* **Task to carry out**:
Please rewrite the entries starting at the line containing "segment(query) returns the" and ending at the line containing "39 148 L 56", substituting "example" for "sample" and keeping everything else the same.

# start of Stored records

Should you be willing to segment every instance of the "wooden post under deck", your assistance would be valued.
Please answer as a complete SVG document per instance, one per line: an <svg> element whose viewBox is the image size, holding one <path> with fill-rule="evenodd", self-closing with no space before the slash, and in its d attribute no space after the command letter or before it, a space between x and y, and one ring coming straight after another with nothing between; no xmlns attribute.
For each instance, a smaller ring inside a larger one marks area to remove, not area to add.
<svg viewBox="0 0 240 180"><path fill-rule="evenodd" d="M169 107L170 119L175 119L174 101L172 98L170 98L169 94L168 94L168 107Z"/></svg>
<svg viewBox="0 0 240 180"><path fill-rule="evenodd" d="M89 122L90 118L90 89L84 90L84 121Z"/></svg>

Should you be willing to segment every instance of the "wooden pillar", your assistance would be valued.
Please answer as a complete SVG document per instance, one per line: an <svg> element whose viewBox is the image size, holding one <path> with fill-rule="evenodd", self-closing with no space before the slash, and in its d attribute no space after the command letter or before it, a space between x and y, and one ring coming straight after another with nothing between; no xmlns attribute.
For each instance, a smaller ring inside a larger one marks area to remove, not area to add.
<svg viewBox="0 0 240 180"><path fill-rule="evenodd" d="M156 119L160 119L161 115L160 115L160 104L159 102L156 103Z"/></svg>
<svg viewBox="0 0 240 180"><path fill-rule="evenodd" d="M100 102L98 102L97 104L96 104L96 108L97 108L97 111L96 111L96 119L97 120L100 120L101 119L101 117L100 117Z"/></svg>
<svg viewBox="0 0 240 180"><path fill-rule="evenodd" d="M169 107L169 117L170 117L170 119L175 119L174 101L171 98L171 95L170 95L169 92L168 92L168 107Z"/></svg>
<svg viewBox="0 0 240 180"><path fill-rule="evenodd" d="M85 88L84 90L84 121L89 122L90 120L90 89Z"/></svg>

# end of Stored records
# start of Stored records

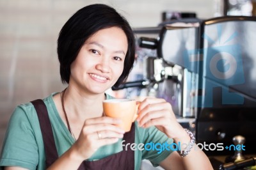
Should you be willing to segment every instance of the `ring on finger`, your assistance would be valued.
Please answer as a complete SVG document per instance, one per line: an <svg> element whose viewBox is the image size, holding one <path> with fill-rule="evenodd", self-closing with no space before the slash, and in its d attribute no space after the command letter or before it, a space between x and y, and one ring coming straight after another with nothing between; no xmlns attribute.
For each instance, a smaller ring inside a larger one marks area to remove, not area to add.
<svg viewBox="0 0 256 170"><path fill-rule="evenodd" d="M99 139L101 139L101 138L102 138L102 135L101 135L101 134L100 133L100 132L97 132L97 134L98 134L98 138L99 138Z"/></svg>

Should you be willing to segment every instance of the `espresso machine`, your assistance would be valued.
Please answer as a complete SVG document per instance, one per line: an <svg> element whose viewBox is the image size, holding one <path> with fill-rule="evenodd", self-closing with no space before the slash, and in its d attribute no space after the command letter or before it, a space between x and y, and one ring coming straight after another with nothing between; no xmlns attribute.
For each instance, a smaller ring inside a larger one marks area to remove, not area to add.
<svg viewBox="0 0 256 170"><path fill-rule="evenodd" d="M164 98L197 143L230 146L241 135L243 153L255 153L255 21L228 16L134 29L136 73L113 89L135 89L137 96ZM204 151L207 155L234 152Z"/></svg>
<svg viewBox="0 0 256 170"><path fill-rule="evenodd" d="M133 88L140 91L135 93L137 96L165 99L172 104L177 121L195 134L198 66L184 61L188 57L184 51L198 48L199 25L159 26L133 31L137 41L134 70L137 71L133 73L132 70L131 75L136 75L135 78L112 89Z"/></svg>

# end of Stored records
# start of Stored records

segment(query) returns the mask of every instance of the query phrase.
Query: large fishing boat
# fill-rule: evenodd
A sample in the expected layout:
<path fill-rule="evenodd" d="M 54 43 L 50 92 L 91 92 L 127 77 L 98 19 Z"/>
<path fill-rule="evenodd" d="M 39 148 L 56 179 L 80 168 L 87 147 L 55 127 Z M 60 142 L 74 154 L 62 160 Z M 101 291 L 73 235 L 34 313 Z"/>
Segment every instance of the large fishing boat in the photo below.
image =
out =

# end of Stored records

* **The result**:
segment(query) returns the mask of every instance of the query phrase.
Query: large fishing boat
# fill-rule: evenodd
A example in the expected layout:
<path fill-rule="evenodd" d="M 54 43 L 50 92 L 91 92 L 127 77 L 98 19 Z"/>
<path fill-rule="evenodd" d="M 39 148 L 56 179 L 80 168 L 87 147 L 55 127 Z M 60 142 L 74 154 L 62 160 Z M 101 291 L 73 235 L 34 313 Z"/>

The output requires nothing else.